%%
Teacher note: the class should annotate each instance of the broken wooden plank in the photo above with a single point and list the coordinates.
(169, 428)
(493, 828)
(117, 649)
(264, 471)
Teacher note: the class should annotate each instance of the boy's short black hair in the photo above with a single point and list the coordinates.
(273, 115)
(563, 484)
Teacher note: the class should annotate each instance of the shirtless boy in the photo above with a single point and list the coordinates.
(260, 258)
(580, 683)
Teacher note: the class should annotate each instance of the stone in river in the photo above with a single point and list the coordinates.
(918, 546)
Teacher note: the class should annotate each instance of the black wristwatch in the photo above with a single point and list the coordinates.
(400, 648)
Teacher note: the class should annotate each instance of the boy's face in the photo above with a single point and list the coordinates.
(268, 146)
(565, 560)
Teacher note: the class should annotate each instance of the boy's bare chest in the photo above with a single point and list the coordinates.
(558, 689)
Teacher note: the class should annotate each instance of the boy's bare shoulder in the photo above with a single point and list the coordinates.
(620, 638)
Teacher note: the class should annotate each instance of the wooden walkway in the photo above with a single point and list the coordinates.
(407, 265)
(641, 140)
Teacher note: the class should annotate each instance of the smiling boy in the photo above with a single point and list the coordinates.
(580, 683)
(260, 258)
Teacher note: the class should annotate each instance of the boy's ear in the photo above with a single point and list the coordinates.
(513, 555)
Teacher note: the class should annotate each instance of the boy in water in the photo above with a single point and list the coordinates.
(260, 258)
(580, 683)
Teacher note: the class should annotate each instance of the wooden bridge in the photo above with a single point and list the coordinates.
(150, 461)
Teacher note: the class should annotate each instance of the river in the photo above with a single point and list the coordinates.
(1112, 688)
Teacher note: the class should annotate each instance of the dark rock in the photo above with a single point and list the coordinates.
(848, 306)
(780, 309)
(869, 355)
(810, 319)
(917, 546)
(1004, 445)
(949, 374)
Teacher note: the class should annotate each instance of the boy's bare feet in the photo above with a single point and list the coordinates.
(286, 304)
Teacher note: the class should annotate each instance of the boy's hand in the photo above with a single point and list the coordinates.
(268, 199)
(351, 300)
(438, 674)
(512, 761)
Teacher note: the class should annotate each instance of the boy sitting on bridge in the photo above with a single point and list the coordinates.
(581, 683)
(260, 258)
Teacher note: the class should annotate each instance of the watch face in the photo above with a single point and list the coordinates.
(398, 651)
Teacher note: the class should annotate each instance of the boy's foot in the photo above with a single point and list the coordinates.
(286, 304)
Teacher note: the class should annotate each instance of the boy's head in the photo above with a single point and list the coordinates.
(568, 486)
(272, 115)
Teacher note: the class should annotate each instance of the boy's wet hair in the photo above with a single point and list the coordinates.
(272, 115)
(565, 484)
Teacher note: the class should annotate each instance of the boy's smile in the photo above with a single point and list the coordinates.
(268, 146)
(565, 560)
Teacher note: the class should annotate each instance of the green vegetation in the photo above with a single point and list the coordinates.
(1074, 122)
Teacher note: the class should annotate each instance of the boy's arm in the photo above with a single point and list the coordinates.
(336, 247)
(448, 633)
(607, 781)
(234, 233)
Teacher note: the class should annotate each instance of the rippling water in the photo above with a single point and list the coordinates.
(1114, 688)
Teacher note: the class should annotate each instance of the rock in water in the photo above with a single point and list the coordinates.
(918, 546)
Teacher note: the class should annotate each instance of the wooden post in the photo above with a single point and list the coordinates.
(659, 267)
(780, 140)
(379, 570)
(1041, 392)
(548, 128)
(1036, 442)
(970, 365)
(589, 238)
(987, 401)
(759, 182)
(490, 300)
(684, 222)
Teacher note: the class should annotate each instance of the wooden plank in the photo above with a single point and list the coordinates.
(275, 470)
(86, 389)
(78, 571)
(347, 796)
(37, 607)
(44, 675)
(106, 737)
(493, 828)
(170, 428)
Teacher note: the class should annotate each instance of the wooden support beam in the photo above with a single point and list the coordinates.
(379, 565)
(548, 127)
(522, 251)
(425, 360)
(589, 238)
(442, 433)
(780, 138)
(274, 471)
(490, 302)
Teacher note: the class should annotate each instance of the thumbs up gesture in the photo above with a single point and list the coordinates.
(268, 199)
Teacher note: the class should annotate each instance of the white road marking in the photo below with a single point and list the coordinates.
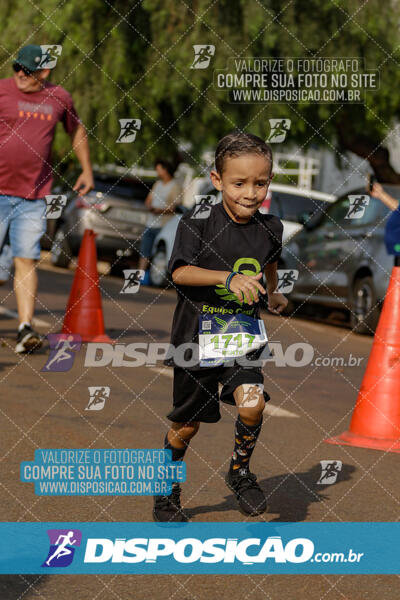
(270, 409)
(13, 315)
%%
* **PROBLEM STATEMENT**:
Copy out the entries verbatim and leave the images out.

* **THE REPLY**:
Teacher note: the class should annotate each instance of the broken wooden plank in the photo above with a single point and list the coordinates.
(169, 428)
(493, 828)
(117, 649)
(264, 471)
Teacher note: the class should annotate each instance of the boy's short black hair in the photo above with a single point and list the coordinates.
(273, 115)
(563, 484)
Teacher note: the class should annotate each instance of the shirtless boy in the photo above with a single point and list the coordinates.
(260, 258)
(580, 683)
Teacher note: the class should annotate each instance of the stone in river in the photo above with a single point and list the coordinates.
(918, 546)
Teacher note: the class should annotate each instance of the black wristwatch in the photo above with a single point and list the coordinates.
(400, 648)
Teacher note: the class should annotate each instance of the boy's face in the photo above with a single point and list the coordinates.
(268, 146)
(565, 560)
Teacher note: the class should annotate each instance of the boy's bare chest in the photo above with a single point and list the coordinates.
(558, 689)
Teacher note: the class should annotate each instance of the boy's bare shoulder in the photo above with a single point and list the coordinates.
(620, 638)
Teacher note: the class should annotate each instance of the wooden walkway in the photo above with a single point and list the coordinates.
(407, 265)
(641, 140)
Teacher note: the class should annotate each instance of the smiling boy in the photo above with a single point and list the coordinates.
(580, 683)
(260, 258)
Teacher note: the class should annotate each instance of the boy's ear in the photo above with a single point and list the coordinates.
(513, 555)
Teacher note: the class should annotate each instance of the boy in water in the photo above with a single point and list the coordinates.
(260, 258)
(580, 683)
Teacher note: the class should annotate each instance of the wooden bridge in the photo above with a single point and list the coordinates.
(150, 461)
Teacher note: the class should annotate each instance of the river in the photo above with a single point and list the coordinates.
(1112, 688)
Teacher note: the class should annotate each instance of the dark rock in the photo above with a single point and list the coordinates.
(848, 306)
(780, 309)
(869, 355)
(810, 319)
(917, 546)
(1004, 445)
(949, 374)
Teacher note: the class should annotate each instance of the boy's bare feet in the photo above with a single point and list the coordinates.
(286, 304)
Teacher note: the class should annotate each instance of the boy's hand in the photo above with a single point and list the coordinates.
(268, 199)
(351, 300)
(438, 674)
(512, 761)
Teacher note: the class should annotate each instance of the boy sitting on bridge in the photo above with a single point and list the coordinates.
(581, 683)
(260, 258)
Teacher note: the class should annotate each instance of the watch face in the photo above with a single point and list the coordinates.
(398, 651)
Teacher note: the class should annotate each instance of the boy's foot in the photo above with a single point and list the coordinates.
(286, 304)
Teacher note: the class should annotate each instance of the boy's head in the photo above with a single point and list the coordinates.
(568, 486)
(272, 115)
Teacher note: the class should annotate each instance of the boy's wet hair in the photo above with a single point and list the coordinates.
(272, 115)
(565, 484)
Teacher note: the class should annotate each instance of the boy's smile in the photo above with a single point and list the coordinates.
(268, 146)
(565, 560)
Teacher note: the class should annotate each instance of the green vegetation in the photo above with a single point and list the coordinates.
(1074, 122)
Teacher note: the class should annotate each instance of the boy's arm in the photo above with a single point and list the coordinates.
(336, 247)
(448, 633)
(607, 781)
(234, 233)
Teacher note: the class should annotate each instance of the rippling water in the photo above with a single point and list the coordinates.
(1114, 688)
Teacher note: the class should annotate each instance of the rock in water in the photo above with a single point and list the coordinates.
(918, 546)
Teacher note: the class should annotate each instance of the wooden post in the photo above with a single point and list the coordinates.
(659, 267)
(780, 140)
(379, 570)
(1041, 392)
(548, 128)
(1036, 442)
(970, 365)
(589, 238)
(987, 401)
(759, 182)
(490, 300)
(684, 222)
Teacher note: the class should annotate each instance of the wooden plank in the photo above with a single point and list the coordinates.
(275, 470)
(86, 389)
(78, 571)
(347, 796)
(37, 607)
(44, 675)
(106, 737)
(493, 828)
(170, 428)
Teacher note: the class should annotate each instance of the wooden support beam in the photo above with a single point and list the coordinates.
(379, 565)
(548, 127)
(522, 251)
(425, 360)
(589, 238)
(442, 433)
(780, 138)
(274, 471)
(490, 302)
Teacher note: the class should annotate each instance of the thumbs up gesture in the photo above with a single point and list the coordinates.
(268, 199)
Teacher note: the class should annotate each instance of the white road marking in the photo below with a single point and list the coordinates.
(270, 409)
(13, 315)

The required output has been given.